* [抜粋本文]:

|---|

ブループリントの概要

ブループリントの概要

概要

 
どの組織でも、業務の進め方やプロセスには、一定の手順やルールがあります。たとえば、見込み客の情報を登録する際のルール、見積もりの手順、商談化の判断基準などです。各担当者は、定められた手順やルールに則って業務を進める必要があります。Zoho CRMのブループリントの機能を活用すると、業務全体の流れや、各段階(ステップ、フェーズ、ステージ)ごとに行うことなどを明確にできます。営業担当者が、細かな手順やルールを覚えていなくても、スムーズに業務を進めることが可能です。
 
ブループリントの設定は簡単で、すぐに利用を開始できます。営業担当者は、画面上に表示される手順に従って業務を実行すればよく、1つの手順が完了すると、次の手順が自動的に提示されます。これにより、対応の間違いや対応漏れを避けることができます。チームのマネージャーなど、管理者が、各担当者の対応方法が適切かどうかを細かにチェックする必要がなくなります。

 

ブループリントのメリット

Zoho CRMのブループリント機能を活用すると、業務ルールや手順を設定して明確化できるだけでなく、業務の進捗状況も把握できます。業務の遅延状況やその原因を把握するのにも役立ちます。
 
ブループリントのメリットは、次の通りです。
 
  • 業務プロセスにおけるルールや手順を設定できます。
  • ドラッグ&ドロップだけで簡単に設定できます。
  • 業務プロセスの段階別に担当者を設定できます。たとえば、商談のステージごとに担当者を決めておくことが可能です(例:商品/サービス説明の担当者と、見積書作成の担当者を別々に設定する)。
  • 業務プロセスの各段階において実行すべきタスクや作業手順を設定できます。
  • さまざまな業種や業務内容に合わせてカスタマイズできます。
  • ある段階から次の段階に進むための条件やルールを設定できます(例:見込み客のステータスや商談のステージを次に進める条件)。営業担当者ごとの個人判断で処理を進めてしまい、ずれや漏れが出てしまうのを防げます。

|---|

[ポイント形式の注釈データ]
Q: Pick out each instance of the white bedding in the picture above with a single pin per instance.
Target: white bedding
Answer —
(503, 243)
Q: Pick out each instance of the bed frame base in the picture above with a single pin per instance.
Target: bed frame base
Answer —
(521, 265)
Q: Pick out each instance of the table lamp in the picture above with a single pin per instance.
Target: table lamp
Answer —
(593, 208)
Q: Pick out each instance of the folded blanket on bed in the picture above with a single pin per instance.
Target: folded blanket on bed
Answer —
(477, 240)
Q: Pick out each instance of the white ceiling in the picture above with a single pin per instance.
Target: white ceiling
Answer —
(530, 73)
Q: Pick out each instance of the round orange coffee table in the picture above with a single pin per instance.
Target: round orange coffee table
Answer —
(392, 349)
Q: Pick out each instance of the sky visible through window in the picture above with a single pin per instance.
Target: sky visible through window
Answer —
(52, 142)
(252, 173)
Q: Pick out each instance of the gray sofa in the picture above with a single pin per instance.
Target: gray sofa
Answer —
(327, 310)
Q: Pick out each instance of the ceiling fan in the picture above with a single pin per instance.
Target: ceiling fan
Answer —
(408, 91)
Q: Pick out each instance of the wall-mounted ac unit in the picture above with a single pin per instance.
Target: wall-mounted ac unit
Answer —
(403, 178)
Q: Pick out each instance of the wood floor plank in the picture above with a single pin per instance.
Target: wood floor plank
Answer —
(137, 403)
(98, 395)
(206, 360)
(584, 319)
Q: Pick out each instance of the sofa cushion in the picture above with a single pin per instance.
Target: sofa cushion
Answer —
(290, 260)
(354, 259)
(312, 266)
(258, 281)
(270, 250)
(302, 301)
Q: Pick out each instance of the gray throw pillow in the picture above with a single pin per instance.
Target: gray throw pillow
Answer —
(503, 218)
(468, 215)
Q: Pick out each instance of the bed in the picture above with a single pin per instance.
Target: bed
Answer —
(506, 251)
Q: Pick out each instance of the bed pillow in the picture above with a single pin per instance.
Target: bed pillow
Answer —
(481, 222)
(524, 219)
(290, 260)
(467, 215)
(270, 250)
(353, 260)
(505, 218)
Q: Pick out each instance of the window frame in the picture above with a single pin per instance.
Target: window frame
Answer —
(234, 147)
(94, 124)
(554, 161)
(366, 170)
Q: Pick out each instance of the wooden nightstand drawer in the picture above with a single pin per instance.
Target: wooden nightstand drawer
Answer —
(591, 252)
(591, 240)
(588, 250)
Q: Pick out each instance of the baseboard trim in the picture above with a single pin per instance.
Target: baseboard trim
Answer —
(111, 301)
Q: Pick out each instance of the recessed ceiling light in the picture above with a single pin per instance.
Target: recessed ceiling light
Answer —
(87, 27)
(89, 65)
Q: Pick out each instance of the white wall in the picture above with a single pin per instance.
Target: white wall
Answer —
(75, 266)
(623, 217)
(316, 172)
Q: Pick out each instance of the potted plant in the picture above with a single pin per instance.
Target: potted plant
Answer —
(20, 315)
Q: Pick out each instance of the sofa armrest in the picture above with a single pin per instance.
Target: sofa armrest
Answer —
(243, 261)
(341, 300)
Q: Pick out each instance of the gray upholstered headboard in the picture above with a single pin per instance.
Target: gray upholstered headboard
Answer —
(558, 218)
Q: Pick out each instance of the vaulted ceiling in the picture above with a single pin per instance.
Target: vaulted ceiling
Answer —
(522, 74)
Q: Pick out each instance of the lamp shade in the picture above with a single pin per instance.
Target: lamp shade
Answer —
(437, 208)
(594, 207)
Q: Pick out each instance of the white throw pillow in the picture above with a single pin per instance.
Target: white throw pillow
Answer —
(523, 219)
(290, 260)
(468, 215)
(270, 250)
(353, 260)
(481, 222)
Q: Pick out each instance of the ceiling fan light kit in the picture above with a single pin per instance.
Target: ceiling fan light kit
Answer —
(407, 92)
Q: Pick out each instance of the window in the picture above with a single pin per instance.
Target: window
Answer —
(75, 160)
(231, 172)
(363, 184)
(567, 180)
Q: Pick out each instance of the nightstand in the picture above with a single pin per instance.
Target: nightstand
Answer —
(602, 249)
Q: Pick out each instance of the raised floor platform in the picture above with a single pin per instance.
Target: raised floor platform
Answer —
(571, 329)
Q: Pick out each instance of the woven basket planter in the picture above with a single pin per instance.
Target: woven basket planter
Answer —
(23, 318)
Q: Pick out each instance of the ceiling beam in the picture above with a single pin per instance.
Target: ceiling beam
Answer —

|---|

* [課題一覧]:
1: 記録のうち、文字列「window」を含む行をすべて書き写して列挙してください。大文字と小文字は区別します。
2: ブループリント機能の解説文を、最後に示された文の後から続けて書いてください。

* [順番どおりの出力]:
1:
Q: Pick out each instance of the sky visible through window in the picture above with a single pin per instance.
Target: sky visible through window
Q: Pick out each instance of the window frame in the picture above with a single pin per instance.
Target: window frame
Q: Pick out each instance of the window in the picture above with a single pin per instance.
Target: window

2:
  • また、各段階で作業が完了した後の処理を自動化することもできます(メールの送信、タスクの作成、タグの追加など)。
  • 各段階で対応するべきことについて、営業担当者向けに表示できます。マニュアルやルールを確認しなくても、すぐにやるべきことを把握できます。
  • 業務の進捗状況を把握できます。遅延やその原因も把握することも可能です。
  • 営業マネージャーが営業担当者に細かい確認をする必要がなくなり、全体の状況もつかみやすくなります。
  • 業務プロセスに関するデータをレポートで分析できます(例:段階ごとのデータ数、ある段階から次の段階に進むのにかかった平均時間)。
  • 見込み客のデータが特定の段階に達したときに、取引先/連絡先/商談のデータに自動的に変換するように設定できます。
  • 見込み客のステータスが一定期間変わっていない場合に、担当者やその上司に通知を送信できます。対応漏れを防止することが可能です。
  • データ入力時に下書き保存が可能です。後からデータを追加することもできます(必須項目であっても、後から追加できます)。
  • 各項目に入力されたデータの正確性を検証するルールを設定できます。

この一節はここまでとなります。